------ Supplied data ------

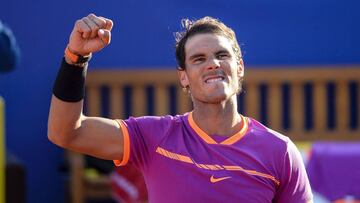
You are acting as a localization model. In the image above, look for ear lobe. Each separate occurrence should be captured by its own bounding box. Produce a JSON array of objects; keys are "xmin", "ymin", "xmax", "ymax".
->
[
  {"xmin": 178, "ymin": 69, "xmax": 189, "ymax": 88},
  {"xmin": 237, "ymin": 59, "xmax": 245, "ymax": 77}
]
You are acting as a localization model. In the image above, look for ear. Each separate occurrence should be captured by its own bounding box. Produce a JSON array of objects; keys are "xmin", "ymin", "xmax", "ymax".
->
[
  {"xmin": 178, "ymin": 69, "xmax": 189, "ymax": 88},
  {"xmin": 237, "ymin": 59, "xmax": 244, "ymax": 78}
]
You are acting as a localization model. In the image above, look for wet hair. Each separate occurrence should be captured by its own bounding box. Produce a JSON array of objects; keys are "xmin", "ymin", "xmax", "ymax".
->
[{"xmin": 175, "ymin": 16, "xmax": 242, "ymax": 71}]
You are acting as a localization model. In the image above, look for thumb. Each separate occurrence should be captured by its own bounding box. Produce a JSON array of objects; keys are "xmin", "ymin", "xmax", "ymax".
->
[{"xmin": 98, "ymin": 29, "xmax": 111, "ymax": 46}]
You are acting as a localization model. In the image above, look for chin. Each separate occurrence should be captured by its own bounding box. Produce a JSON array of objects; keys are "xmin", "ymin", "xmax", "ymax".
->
[
  {"xmin": 203, "ymin": 93, "xmax": 229, "ymax": 104},
  {"xmin": 193, "ymin": 87, "xmax": 237, "ymax": 104}
]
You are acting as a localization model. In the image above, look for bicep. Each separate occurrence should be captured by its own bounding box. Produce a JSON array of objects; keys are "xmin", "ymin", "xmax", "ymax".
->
[{"xmin": 67, "ymin": 115, "xmax": 124, "ymax": 161}]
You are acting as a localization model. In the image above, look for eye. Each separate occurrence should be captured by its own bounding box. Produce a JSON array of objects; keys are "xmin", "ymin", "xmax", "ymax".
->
[
  {"xmin": 217, "ymin": 53, "xmax": 230, "ymax": 60},
  {"xmin": 193, "ymin": 57, "xmax": 205, "ymax": 64}
]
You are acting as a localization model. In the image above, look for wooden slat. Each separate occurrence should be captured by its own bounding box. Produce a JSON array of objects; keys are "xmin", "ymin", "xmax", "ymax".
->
[
  {"xmin": 110, "ymin": 85, "xmax": 123, "ymax": 119},
  {"xmin": 177, "ymin": 86, "xmax": 192, "ymax": 114},
  {"xmin": 68, "ymin": 151, "xmax": 84, "ymax": 203},
  {"xmin": 268, "ymin": 82, "xmax": 281, "ymax": 131},
  {"xmin": 132, "ymin": 85, "xmax": 146, "ymax": 117},
  {"xmin": 155, "ymin": 85, "xmax": 169, "ymax": 116},
  {"xmin": 87, "ymin": 69, "xmax": 178, "ymax": 85},
  {"xmin": 286, "ymin": 130, "xmax": 360, "ymax": 141},
  {"xmin": 87, "ymin": 85, "xmax": 101, "ymax": 117},
  {"xmin": 313, "ymin": 81, "xmax": 327, "ymax": 133},
  {"xmin": 244, "ymin": 67, "xmax": 360, "ymax": 83},
  {"xmin": 336, "ymin": 81, "xmax": 349, "ymax": 131},
  {"xmin": 291, "ymin": 82, "xmax": 304, "ymax": 134},
  {"xmin": 245, "ymin": 83, "xmax": 259, "ymax": 120}
]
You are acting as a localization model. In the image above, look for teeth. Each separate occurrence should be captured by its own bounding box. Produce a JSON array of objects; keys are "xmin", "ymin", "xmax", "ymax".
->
[{"xmin": 206, "ymin": 77, "xmax": 223, "ymax": 83}]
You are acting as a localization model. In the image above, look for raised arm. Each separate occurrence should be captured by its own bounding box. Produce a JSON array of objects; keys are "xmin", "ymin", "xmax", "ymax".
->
[{"xmin": 48, "ymin": 14, "xmax": 124, "ymax": 161}]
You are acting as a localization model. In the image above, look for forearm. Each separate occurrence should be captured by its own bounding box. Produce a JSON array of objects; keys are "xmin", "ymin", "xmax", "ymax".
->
[{"xmin": 48, "ymin": 58, "xmax": 88, "ymax": 146}]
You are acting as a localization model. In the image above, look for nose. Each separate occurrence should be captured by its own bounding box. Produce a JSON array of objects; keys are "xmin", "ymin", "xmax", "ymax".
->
[{"xmin": 206, "ymin": 57, "xmax": 220, "ymax": 70}]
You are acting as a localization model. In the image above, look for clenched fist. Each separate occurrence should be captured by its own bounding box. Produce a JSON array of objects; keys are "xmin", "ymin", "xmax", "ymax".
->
[{"xmin": 67, "ymin": 13, "xmax": 113, "ymax": 56}]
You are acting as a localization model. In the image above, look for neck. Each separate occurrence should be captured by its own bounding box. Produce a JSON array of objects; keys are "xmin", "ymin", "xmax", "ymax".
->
[{"xmin": 192, "ymin": 96, "xmax": 242, "ymax": 137}]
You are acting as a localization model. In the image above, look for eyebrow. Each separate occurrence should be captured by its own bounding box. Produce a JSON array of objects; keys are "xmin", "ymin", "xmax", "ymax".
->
[
  {"xmin": 215, "ymin": 50, "xmax": 231, "ymax": 55},
  {"xmin": 188, "ymin": 53, "xmax": 205, "ymax": 61},
  {"xmin": 188, "ymin": 49, "xmax": 230, "ymax": 61}
]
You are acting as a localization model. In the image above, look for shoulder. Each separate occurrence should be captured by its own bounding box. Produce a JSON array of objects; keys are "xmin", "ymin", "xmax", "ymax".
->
[
  {"xmin": 246, "ymin": 117, "xmax": 291, "ymax": 150},
  {"xmin": 124, "ymin": 114, "xmax": 185, "ymax": 134},
  {"xmin": 246, "ymin": 117, "xmax": 305, "ymax": 167},
  {"xmin": 126, "ymin": 114, "xmax": 184, "ymax": 125},
  {"xmin": 123, "ymin": 114, "xmax": 187, "ymax": 157}
]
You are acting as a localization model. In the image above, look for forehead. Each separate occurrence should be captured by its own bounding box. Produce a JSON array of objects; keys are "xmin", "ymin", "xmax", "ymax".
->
[{"xmin": 185, "ymin": 33, "xmax": 233, "ymax": 58}]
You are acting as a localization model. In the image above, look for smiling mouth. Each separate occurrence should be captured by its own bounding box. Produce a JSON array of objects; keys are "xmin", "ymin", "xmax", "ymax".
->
[{"xmin": 205, "ymin": 76, "xmax": 225, "ymax": 83}]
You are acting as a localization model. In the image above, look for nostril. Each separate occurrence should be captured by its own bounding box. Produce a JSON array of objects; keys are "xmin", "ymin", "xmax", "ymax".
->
[{"xmin": 207, "ymin": 63, "xmax": 220, "ymax": 70}]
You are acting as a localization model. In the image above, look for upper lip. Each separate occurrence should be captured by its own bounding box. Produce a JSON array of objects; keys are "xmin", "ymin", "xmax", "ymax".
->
[{"xmin": 204, "ymin": 72, "xmax": 226, "ymax": 83}]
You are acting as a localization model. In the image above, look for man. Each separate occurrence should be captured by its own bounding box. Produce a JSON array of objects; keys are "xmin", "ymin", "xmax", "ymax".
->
[{"xmin": 48, "ymin": 14, "xmax": 313, "ymax": 202}]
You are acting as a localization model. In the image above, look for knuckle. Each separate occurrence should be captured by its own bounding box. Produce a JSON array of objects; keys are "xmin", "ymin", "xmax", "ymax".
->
[
  {"xmin": 81, "ymin": 27, "xmax": 91, "ymax": 34},
  {"xmin": 80, "ymin": 22, "xmax": 90, "ymax": 31},
  {"xmin": 97, "ymin": 20, "xmax": 106, "ymax": 27},
  {"xmin": 88, "ymin": 13, "xmax": 96, "ymax": 18},
  {"xmin": 75, "ymin": 19, "xmax": 82, "ymax": 26}
]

------

*What you need to do*: Give back precisely the lines above that start at the line containing "look for bicep." and end at the line containing "look for wooden", inclusive. No other lines belong in the output.

*Exercise output*:
You are acting as a localization model. In the image above, look for bicep. Each separate occurrence should be captured by its own bounding box. Produce a JSON array of objects; keys are "xmin", "ymin", "xmax", "ymax".
->
[{"xmin": 67, "ymin": 115, "xmax": 124, "ymax": 161}]
You are acting as a localization model. In the image above, look for eye. Each separate occurrence should be captured by its own bounding box. Produce a JSON array of objects; keys are "xmin", "ymin", "xmax", "ymax".
->
[
  {"xmin": 217, "ymin": 53, "xmax": 230, "ymax": 60},
  {"xmin": 193, "ymin": 57, "xmax": 205, "ymax": 64}
]
You are acting as a localization model. In the image above, look for wooden slat. Each separate occurrence should be captured by its own bounding box. Produce a JSON array of objects; keys are "xmin", "ymin", "xmax", "ymax".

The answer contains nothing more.